_REQUESTS_
• a. In the thread about relativistic mass, what change does the gravitational field of a moving mass show when the motion is directly towards or away from the source?
• b. From the thread about relativistic mass, output the passage that begins at the words "Early versions of" and stops after "anyone is interested).".

━━━ TEXT ━━━

You should upgrade or use an alternative browser.

- Thread starter Antiphon
- Start date

- #1

- 1,681

- 3

direction of motion increases. But what about it's intertial mass

perpendicular to the direction of motion? Does it also increase?

And finally, what about the gravitational field "produced" by the

mass. Has it increased as well?

- #2

- 10,055

- 1,223

https://www.physicsforums.com/showpost.php?p=687759&postcount=71

or scrutinize the addendum to the sci.physics.faq

http://math.ucr.edu/home/baez/physics/Relativity/SR/mass.html

or just differentiatie the expression

p = m v / sqrt(1-(v/c)^2)

with respect to v.

Perpendicular to it's direction of motion, the "transverse mass" increases by a factor of gamma (same two references).

The gravitational field of a moving mass is not the same in all directions. It experiences a large increase when the motion is transverse, and no change when the motion is directly towards or away from the source.

I've done some calculations on the tidal force of a moving mass, which is easier to define in the strong field case. You can't measure the gravitational field of a moving object directly without an external reference frame to define what a "straight line" is, making the calculation a bit ambiguous, but you can measure the tidal force an object experiences directly with no ambiguity.

Early versions of this caclulation were flawed, but I think I'm getting the right answer this go-around. I've actually had this result for a while, but have been too busy to post it (also I thought I'd just wait until the question came up again, this is a question that comes up all the time).

The results in Schwarzschild coordinates are

For an unmoving mass, and in Schwarzschild coordinates, the tidal forces are

in the [itex]\hat{r}[/itex] direction 2m/r^3

in the [itex]\hat{\theta}[/itex] direction -m/r^3

in the [itex]\hat{\phi}[/itex] direction -m/r^3

For a mass moving directly towards or away from the source (i.e in the [itex]\hat{r}[/itex] direction), there is no change in tidal force. (This is documented in MTW's gravitation, for instance, I can find the page # if anyone is interested).

For a mass moving at right angles to the source (i.e. in the [itex]\hat{\theta}[/itex] direction), the tidal forces become

in the [itex]\hat{r}[/itex] direction (2m/r^3)*(1+v^2/2)/(1-v^2)

in the [itex]\hat{\theta}[/itex] direction -m/r^3 - no change!

━━━ ITEMS ━━━

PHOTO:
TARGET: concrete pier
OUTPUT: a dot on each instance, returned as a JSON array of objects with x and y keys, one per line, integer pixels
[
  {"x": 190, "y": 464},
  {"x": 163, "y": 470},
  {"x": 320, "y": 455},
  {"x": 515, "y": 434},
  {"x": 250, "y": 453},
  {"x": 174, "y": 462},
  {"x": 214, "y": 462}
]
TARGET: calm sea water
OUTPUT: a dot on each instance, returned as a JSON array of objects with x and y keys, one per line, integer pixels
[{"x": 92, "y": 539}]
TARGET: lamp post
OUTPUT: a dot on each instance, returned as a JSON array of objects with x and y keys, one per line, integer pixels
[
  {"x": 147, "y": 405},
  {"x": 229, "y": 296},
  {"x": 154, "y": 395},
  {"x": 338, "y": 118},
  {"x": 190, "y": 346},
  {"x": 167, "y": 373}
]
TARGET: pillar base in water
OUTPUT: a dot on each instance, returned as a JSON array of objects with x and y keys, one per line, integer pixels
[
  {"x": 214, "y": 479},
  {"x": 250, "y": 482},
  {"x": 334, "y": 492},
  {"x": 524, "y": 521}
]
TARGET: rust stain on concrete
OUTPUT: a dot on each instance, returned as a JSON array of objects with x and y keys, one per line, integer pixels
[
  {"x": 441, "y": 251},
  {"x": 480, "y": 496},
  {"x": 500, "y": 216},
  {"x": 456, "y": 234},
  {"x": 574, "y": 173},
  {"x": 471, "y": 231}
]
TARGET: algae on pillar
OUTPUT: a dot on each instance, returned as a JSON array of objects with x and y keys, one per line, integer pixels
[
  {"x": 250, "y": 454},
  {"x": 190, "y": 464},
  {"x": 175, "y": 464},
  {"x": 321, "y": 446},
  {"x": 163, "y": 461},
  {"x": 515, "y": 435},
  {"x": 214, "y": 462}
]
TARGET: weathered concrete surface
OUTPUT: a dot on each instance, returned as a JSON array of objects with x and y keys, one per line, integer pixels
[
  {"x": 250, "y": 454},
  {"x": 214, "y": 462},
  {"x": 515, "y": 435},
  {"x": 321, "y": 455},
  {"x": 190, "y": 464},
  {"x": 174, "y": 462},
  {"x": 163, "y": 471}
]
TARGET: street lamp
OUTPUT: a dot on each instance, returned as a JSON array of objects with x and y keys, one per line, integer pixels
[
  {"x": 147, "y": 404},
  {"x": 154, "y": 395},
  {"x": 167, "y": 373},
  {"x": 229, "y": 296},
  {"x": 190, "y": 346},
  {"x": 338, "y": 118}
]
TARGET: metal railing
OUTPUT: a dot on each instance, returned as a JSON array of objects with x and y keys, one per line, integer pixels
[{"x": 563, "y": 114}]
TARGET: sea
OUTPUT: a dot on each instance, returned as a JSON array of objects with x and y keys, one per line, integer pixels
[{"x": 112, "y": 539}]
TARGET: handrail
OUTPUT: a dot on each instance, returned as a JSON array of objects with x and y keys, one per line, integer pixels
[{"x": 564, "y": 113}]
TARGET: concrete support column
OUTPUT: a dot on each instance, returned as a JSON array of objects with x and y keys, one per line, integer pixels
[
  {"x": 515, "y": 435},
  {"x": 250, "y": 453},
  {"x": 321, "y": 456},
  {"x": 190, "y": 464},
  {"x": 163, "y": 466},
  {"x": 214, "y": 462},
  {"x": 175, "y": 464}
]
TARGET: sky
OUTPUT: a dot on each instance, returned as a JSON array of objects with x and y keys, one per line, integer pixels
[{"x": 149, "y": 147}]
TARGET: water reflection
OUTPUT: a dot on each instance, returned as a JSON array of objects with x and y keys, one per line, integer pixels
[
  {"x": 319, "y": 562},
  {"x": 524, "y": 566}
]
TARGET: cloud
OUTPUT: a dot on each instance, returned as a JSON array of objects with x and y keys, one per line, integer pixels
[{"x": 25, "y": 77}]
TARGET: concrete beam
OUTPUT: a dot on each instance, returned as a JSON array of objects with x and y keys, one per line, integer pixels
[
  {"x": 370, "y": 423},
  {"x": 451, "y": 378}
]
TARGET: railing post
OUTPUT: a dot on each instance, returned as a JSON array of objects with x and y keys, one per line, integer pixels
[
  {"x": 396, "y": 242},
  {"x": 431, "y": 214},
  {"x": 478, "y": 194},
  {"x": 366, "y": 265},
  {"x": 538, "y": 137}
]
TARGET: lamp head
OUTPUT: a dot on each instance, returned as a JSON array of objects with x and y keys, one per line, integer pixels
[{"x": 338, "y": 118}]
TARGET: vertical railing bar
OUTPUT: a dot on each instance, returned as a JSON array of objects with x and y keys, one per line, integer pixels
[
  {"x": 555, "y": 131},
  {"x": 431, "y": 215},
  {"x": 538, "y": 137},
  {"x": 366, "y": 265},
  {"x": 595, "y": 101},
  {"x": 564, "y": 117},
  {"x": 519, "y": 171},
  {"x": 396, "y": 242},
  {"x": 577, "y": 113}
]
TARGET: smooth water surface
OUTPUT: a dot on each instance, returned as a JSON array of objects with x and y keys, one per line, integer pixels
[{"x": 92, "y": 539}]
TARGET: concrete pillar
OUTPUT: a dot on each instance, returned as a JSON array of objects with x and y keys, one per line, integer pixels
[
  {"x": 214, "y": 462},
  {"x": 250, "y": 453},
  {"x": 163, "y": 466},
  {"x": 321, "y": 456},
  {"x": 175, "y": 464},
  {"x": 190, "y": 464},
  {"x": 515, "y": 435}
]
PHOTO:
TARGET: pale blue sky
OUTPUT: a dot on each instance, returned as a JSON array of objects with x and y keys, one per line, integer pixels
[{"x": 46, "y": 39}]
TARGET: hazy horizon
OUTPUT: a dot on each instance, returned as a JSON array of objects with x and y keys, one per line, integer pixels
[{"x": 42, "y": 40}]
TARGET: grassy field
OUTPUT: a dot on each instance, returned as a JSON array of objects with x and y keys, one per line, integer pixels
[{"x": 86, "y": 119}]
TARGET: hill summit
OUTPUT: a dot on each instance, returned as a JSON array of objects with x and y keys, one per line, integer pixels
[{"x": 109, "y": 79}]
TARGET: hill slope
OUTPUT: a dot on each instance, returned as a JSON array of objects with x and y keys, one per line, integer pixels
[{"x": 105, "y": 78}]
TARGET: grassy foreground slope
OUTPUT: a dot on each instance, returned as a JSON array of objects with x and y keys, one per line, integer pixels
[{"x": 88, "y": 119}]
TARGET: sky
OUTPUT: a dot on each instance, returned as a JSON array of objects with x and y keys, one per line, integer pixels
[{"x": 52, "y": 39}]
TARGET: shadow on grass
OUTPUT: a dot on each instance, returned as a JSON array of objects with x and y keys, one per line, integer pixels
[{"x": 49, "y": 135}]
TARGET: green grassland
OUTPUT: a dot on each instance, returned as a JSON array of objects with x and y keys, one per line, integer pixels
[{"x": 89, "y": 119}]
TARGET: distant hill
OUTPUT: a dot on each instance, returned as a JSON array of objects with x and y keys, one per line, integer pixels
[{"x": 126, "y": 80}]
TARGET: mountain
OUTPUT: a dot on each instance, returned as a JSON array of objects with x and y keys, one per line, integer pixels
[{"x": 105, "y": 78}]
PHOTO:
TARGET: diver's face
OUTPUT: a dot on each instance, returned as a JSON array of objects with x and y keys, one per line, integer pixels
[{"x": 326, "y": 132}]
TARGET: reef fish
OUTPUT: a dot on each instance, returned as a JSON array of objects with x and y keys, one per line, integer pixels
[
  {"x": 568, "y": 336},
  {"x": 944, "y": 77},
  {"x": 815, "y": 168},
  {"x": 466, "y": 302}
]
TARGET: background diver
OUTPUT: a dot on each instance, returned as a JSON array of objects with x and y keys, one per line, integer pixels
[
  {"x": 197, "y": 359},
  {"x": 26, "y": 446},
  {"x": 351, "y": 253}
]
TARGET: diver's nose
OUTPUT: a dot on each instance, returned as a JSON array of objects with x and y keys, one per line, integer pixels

━━━

_EXERCISE ANSWERS_
• a. No change.

• b.
Early versions of this caclulation were flawed, but I think I'm getting the right answer this go-around. I've actually had this result for a while, but have been too busy to post it (also I thought I'd just wait until the question came up again, this is a question that comes up all the time).

The results in Schwarzschild coordinates are

For an unmoving mass, and in Schwarzschild coordinates, the tidal forces are

in the [itex]\hat{r}[/itex] direction 2m/r^3

in the [itex]\hat{\theta}[/itex] direction -m/r^3

in the [itex]\hat{\phi}[/itex] direction -m/r^3

For a mass moving directly towards or away from the source (i.e in the [itex]\hat{r}[/itex] direction), there is no change in tidal force. (This is documented in MTW's gravitation, for instance, I can find the page # if anyone is interested).